Will you write out all the entries below exactly?

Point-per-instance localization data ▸
──────────
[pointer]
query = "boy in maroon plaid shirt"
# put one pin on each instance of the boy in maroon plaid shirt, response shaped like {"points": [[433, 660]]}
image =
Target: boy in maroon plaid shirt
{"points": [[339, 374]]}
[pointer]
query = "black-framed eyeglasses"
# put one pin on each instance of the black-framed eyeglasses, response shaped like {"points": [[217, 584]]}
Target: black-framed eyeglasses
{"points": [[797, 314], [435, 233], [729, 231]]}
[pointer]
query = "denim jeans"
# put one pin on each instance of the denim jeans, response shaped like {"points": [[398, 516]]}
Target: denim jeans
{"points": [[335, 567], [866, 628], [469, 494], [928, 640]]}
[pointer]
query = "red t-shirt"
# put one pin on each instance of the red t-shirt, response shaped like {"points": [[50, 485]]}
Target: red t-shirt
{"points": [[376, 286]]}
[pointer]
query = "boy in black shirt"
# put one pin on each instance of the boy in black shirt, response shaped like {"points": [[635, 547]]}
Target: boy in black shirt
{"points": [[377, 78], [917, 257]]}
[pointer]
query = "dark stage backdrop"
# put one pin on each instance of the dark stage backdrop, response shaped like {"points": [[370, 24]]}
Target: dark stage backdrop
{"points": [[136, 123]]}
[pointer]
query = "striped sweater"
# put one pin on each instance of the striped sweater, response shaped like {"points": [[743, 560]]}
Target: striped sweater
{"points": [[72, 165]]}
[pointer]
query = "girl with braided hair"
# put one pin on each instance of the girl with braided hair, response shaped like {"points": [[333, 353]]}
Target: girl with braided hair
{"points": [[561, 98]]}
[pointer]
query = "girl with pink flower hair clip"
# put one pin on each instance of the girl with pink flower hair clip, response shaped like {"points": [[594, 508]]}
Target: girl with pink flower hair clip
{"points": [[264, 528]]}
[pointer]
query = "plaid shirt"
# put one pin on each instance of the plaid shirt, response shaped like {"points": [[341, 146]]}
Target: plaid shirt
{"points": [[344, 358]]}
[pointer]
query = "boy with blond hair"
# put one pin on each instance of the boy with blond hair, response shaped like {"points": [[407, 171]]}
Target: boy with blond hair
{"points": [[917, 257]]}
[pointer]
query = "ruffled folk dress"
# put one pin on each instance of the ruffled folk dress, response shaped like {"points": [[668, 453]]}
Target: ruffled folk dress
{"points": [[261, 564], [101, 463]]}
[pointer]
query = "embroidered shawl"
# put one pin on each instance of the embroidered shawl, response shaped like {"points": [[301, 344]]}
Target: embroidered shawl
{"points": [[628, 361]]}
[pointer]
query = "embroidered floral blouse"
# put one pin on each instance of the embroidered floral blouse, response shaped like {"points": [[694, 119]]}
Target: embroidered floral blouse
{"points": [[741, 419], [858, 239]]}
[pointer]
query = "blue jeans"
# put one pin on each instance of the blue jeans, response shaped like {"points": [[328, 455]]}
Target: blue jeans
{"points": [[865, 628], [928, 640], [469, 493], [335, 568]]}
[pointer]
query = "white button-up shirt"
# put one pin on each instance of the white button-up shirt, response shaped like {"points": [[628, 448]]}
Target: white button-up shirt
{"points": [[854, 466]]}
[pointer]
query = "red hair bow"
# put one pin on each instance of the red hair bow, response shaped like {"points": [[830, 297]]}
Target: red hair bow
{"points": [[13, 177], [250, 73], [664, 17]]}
──────────
OUTPUT FOR THIS TASK ▸
[pointer]
query = "boy in maroon plaid shirt"
# put one pin on each instance of the boy in maroon plaid shirt, response shaped like {"points": [[433, 660]]}
image =
Target: boy in maroon plaid shirt
{"points": [[339, 374]]}
[pointer]
query = "black-framed eyeglasses"
# put one pin on each instance of the black-framed eyeglasses, response shaped like {"points": [[217, 584]]}
Target: black-framed eyeglasses
{"points": [[797, 314], [435, 233], [729, 231]]}
[pointer]
query = "denim jeans"
# put one pin on each instance of the denim jeans, response shaped like {"points": [[398, 516]]}
Target: denim jeans
{"points": [[335, 567], [866, 628], [469, 494], [928, 640]]}
[pointer]
query = "red t-shirt"
# put one pin on each instance of the red t-shirt, response shaped like {"points": [[50, 485]]}
Target: red t-shirt
{"points": [[376, 286]]}
[pointer]
query = "boy in black shirt"
# put one pin on each instance of the boy in black shirt, response shaped like {"points": [[635, 547]]}
Target: boy in black shirt
{"points": [[377, 78], [917, 257]]}
[pointer]
query = "dark stage backdrop"
# put one pin on each instance of the dark stage backdrop, response shaped like {"points": [[370, 24]]}
Target: dark stage backdrop
{"points": [[136, 123]]}
[pointer]
query = "striped sweater"
# put one pin on each instance of the striped sweater, response shaped like {"points": [[743, 560]]}
Target: striped sweater
{"points": [[72, 165]]}
[pointer]
query = "girl with braided hair"
# put one pin on each instance of the girl with braided hair, response shaped like {"points": [[333, 353]]}
Target: girl with braided hair
{"points": [[561, 98]]}
[pointer]
query = "girl with pink flower hair clip"
# put one pin on each instance of the girl with pink flower hair clip, response shaped like {"points": [[594, 508]]}
Target: girl with pink flower hair clip
{"points": [[264, 528]]}
[pointer]
query = "plaid shirt"
# put one pin on each instance of the plaid shirt, response shaped like {"points": [[341, 146]]}
Target: plaid shirt
{"points": [[344, 358]]}
[pointer]
query = "boy with blond hair"
# put one pin on each instance of the boy with blond hair, response shaped like {"points": [[407, 171]]}
Target: boy with blond hair
{"points": [[917, 257]]}
[pointer]
query = "ruffled folk dress"
# put one pin on each instance of the ruffled folk dress, response shaped like {"points": [[668, 453]]}
Target: ruffled folk dress
{"points": [[261, 564], [101, 463]]}
[pointer]
query = "embroidered shawl"
# put one pin on each instance of the embroidered shawl, response shaped like {"points": [[301, 344]]}
Target: embroidered shawl
{"points": [[628, 361]]}
[pointer]
query = "embroidered floral blouse"
# put one pin on each instance of the embroidered floral blouse, response shaped like {"points": [[694, 119]]}
Target: embroidered floral blouse
{"points": [[741, 419], [858, 239]]}
[pointer]
query = "blue jeans"
# put one pin on each instance of the blue jeans, response shaped like {"points": [[328, 455]]}
Target: blue jeans
{"points": [[865, 628], [928, 640], [469, 493], [335, 568]]}
[pointer]
query = "white button-up shirt"
# put one pin on each instance of the white button-up shirt, response shaped like {"points": [[628, 448]]}
Target: white button-up shirt
{"points": [[854, 466]]}
[pointer]
query = "red hair bow"
# put one pin on each instance of the red hair bow, response shaped like {"points": [[830, 297]]}
Target: red hair bow
{"points": [[13, 177], [250, 73], [664, 17]]}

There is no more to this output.